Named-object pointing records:
= = =
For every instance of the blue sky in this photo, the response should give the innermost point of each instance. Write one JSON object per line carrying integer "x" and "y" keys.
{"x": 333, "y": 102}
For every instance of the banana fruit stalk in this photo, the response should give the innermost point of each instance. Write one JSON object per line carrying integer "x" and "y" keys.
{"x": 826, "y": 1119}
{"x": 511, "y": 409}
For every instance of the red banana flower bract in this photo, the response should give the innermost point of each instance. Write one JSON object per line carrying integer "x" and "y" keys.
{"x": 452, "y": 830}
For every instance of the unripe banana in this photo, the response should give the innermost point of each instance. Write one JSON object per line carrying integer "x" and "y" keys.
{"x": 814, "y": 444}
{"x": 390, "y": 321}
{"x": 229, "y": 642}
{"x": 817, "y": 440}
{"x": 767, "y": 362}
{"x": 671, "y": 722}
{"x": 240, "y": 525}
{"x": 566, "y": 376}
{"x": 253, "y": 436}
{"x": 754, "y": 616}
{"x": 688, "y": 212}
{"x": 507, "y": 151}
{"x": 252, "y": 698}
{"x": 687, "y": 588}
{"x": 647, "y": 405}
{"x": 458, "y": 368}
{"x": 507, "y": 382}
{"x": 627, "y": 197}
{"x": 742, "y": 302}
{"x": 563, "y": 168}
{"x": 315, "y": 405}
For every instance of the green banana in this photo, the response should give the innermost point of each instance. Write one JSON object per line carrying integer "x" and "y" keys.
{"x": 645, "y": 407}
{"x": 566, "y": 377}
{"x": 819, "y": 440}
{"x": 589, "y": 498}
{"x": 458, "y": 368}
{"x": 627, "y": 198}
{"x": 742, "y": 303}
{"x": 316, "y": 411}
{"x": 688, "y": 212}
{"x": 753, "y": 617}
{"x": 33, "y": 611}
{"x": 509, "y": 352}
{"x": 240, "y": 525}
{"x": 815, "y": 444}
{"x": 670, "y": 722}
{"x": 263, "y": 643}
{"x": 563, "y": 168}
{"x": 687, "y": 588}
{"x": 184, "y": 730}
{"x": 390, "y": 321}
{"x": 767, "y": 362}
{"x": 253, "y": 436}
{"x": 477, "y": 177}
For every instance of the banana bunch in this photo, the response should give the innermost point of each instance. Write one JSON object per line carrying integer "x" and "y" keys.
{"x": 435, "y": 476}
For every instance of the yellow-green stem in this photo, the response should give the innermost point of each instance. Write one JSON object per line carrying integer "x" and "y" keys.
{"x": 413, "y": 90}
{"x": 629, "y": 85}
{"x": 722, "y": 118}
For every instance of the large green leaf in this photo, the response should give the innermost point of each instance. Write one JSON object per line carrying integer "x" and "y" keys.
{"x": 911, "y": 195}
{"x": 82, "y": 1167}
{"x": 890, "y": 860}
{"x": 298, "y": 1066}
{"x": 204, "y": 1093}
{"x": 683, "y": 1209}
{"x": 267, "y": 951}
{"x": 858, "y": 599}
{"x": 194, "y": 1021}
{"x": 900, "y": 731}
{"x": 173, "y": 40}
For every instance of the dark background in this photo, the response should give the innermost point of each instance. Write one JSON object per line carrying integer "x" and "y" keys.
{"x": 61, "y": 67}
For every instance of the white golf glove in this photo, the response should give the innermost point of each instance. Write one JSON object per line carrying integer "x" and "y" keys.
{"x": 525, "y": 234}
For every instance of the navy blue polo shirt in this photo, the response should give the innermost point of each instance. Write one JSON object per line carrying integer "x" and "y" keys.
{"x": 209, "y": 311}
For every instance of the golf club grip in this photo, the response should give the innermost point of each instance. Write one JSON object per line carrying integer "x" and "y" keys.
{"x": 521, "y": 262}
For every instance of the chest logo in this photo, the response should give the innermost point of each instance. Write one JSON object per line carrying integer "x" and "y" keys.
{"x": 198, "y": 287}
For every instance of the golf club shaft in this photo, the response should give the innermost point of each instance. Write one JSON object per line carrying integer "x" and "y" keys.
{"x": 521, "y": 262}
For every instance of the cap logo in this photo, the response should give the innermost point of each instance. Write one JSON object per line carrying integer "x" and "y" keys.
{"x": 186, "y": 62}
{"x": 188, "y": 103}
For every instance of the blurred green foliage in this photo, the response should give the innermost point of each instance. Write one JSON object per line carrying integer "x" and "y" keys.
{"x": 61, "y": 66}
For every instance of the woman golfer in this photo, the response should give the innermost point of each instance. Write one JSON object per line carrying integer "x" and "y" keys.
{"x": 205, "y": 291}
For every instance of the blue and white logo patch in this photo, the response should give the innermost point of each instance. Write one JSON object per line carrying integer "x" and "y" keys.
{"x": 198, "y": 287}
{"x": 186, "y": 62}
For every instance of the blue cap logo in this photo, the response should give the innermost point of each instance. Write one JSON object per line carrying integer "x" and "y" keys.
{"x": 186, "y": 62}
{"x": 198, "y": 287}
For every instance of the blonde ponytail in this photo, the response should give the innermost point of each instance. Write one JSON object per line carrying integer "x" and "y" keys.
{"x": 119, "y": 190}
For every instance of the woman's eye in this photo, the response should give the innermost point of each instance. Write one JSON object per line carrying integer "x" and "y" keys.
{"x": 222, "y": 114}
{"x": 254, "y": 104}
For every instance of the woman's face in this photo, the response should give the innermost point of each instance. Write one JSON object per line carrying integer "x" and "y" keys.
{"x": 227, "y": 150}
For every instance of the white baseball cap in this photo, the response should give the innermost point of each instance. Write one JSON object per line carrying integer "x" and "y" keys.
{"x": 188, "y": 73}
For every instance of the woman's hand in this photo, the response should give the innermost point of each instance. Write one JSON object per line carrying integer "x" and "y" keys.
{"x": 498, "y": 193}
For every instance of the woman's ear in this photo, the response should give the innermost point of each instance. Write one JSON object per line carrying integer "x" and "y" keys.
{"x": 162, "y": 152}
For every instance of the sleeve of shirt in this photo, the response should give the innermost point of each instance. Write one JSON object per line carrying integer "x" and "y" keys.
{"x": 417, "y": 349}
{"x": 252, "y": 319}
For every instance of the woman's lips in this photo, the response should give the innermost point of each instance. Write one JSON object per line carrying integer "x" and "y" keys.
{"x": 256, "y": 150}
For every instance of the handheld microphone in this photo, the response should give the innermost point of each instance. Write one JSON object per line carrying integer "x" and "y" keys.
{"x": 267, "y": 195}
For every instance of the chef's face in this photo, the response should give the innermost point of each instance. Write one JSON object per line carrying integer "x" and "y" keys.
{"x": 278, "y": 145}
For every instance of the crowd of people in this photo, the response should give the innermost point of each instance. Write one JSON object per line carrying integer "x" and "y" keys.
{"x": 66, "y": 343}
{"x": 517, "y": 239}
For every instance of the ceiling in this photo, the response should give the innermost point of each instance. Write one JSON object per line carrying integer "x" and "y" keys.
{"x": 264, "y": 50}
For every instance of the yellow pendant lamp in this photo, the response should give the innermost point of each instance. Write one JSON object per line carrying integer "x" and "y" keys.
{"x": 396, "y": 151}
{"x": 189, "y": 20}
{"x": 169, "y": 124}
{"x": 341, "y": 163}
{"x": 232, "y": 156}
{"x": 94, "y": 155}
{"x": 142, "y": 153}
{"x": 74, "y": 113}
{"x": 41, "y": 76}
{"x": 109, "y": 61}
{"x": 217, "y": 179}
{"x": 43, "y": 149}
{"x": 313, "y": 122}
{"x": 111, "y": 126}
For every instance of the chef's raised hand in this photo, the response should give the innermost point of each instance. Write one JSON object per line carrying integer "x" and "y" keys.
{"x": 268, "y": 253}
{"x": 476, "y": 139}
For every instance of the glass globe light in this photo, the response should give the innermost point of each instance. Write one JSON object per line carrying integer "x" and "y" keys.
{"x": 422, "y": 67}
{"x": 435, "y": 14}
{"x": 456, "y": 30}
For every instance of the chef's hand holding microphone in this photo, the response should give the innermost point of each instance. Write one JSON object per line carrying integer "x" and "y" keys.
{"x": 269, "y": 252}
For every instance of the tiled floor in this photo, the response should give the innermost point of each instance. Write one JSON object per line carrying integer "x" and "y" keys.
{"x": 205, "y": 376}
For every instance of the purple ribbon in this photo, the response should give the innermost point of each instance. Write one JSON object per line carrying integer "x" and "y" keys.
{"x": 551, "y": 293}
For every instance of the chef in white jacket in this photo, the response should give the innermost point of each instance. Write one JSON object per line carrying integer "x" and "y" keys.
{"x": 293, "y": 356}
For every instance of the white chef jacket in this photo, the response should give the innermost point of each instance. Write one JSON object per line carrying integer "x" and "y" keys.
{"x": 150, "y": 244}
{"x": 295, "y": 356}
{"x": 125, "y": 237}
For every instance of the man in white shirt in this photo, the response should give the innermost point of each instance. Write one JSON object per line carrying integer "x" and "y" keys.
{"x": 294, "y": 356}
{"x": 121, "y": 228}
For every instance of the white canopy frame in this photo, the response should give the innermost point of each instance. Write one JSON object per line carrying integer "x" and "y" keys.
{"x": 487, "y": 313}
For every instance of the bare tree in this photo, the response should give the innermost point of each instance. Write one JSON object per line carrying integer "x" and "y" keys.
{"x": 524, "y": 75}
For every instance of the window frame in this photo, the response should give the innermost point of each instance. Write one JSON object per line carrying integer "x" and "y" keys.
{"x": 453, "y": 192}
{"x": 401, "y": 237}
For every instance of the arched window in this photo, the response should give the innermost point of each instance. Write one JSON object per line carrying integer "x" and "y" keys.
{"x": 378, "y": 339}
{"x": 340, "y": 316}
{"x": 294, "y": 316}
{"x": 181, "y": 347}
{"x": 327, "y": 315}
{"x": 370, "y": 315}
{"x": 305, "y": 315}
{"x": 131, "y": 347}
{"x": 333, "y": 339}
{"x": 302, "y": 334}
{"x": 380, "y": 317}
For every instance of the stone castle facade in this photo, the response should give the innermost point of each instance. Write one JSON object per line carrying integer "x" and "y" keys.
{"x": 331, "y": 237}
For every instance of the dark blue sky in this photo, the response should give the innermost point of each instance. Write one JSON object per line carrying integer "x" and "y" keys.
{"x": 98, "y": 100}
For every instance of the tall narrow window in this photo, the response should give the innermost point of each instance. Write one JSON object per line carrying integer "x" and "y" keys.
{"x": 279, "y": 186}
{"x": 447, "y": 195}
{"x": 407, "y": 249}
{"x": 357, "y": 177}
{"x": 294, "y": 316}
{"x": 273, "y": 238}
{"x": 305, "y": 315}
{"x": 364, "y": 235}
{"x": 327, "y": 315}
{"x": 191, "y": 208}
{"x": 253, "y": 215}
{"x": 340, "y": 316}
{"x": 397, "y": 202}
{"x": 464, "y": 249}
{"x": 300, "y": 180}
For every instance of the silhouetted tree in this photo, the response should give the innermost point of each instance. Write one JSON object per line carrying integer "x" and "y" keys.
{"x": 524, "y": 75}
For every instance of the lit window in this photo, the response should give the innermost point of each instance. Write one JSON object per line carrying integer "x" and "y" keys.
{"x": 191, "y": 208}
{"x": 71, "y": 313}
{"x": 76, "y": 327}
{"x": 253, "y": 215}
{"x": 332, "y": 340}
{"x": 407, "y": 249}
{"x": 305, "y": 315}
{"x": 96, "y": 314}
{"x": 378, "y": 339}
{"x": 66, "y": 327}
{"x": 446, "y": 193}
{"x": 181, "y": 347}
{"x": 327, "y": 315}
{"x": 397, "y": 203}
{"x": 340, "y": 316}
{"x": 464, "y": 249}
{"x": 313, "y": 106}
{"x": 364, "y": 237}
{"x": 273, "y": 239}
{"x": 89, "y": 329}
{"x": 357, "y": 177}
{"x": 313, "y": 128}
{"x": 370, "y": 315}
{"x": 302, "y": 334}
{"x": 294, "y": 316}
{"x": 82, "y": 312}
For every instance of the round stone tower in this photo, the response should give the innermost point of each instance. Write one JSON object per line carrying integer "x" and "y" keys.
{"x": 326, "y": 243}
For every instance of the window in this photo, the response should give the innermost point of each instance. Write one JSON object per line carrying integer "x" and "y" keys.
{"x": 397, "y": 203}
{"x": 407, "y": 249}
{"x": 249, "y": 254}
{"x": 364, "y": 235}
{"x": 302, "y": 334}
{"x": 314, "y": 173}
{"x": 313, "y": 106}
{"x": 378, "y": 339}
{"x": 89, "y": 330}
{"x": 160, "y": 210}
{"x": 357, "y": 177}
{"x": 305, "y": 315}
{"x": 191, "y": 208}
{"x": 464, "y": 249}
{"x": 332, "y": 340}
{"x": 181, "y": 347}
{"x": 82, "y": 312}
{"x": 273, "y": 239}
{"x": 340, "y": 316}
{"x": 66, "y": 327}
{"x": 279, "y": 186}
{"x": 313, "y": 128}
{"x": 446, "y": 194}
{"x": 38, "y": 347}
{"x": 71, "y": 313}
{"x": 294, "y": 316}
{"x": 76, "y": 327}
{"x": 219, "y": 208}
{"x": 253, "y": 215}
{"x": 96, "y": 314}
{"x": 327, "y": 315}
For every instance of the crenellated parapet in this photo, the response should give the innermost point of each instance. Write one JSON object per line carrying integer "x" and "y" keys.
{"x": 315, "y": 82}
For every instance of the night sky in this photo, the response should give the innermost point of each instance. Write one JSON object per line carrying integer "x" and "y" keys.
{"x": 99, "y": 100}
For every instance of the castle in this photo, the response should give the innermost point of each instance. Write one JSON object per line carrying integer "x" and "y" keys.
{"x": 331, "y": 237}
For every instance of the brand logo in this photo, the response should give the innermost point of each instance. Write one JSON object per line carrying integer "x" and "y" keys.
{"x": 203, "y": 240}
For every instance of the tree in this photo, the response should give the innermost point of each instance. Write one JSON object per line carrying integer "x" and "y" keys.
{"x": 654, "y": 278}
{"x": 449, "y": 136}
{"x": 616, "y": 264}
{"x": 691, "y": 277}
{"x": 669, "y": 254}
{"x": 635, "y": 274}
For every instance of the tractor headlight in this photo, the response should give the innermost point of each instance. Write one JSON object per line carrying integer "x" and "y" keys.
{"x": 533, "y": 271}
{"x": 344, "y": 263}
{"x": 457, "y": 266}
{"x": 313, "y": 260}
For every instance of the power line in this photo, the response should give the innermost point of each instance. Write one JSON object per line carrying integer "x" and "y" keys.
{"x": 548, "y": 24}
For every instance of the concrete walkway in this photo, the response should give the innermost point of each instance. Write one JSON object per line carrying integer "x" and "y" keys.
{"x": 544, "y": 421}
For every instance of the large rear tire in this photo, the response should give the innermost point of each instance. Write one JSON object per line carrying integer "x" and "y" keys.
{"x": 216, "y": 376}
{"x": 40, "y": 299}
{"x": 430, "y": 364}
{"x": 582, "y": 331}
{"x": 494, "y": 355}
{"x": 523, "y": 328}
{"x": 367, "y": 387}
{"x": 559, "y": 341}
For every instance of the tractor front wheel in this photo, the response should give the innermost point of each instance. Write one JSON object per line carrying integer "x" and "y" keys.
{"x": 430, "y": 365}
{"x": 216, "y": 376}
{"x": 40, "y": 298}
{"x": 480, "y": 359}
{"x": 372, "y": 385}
= = =
Exercise brief: Copy exactly, and only, the lines from the one containing "For every instance of the night" through the last line of the listing.

Expected output:
For every instance of the night sky in this photo, the response should give the innermost point of each instance. Write one JSON object per line carrying integer "x" and "y" keys.
{"x": 99, "y": 100}
For every instance of the castle in this photo, the response should give the innermost point of each instance. Write one JSON object per line carrying integer "x" and "y" keys.
{"x": 331, "y": 237}
For every instance of the brand logo in this photo, the response should give the innermost point of each instance. Write one JSON object per line carrying integer "x" and "y" keys.
{"x": 203, "y": 240}
For every instance of the tree in this photo, the response should give the innermost point of each instance. Write one JSON object per line carrying integer "x" and "y" keys.
{"x": 654, "y": 278}
{"x": 449, "y": 136}
{"x": 616, "y": 264}
{"x": 691, "y": 277}
{"x": 669, "y": 254}
{"x": 635, "y": 274}
For every instance of the tractor headlight in this photo, the response should give the innermost point of each instance. Write one JSON object per line carrying integer "x" and "y" keys.
{"x": 533, "y": 271}
{"x": 344, "y": 263}
{"x": 457, "y": 266}
{"x": 313, "y": 260}
For every instance of the power line in this photo, the response should give the innermost point of each instance. Write one JSON object per line carrying integer "x" and "y" keys.
{"x": 548, "y": 24}
For every instance of the concrete walkway in this photo, the response should give the innermost point of each instance. Write one JSON object per line carrying integer "x" and "y" keys.
{"x": 544, "y": 421}
For every instance of the large rear tire in this photo, the response should give the innermost point of each instance. Write one JSON object per line carrying integer "x" and "y" keys.
{"x": 216, "y": 376}
{"x": 40, "y": 299}
{"x": 430, "y": 364}
{"x": 582, "y": 331}
{"x": 494, "y": 355}
{"x": 523, "y": 328}
{"x": 367, "y": 387}
{"x": 559, "y": 341}
For every instance of the tractor front wheel in this photo, the response should give the innermost point of each instance. Write one JSON object per line carrying integer "x" and "y" keys.
{"x": 430, "y": 365}
{"x": 216, "y": 376}
{"x": 40, "y": 298}
{"x": 480, "y": 359}
{"x": 372, "y": 385}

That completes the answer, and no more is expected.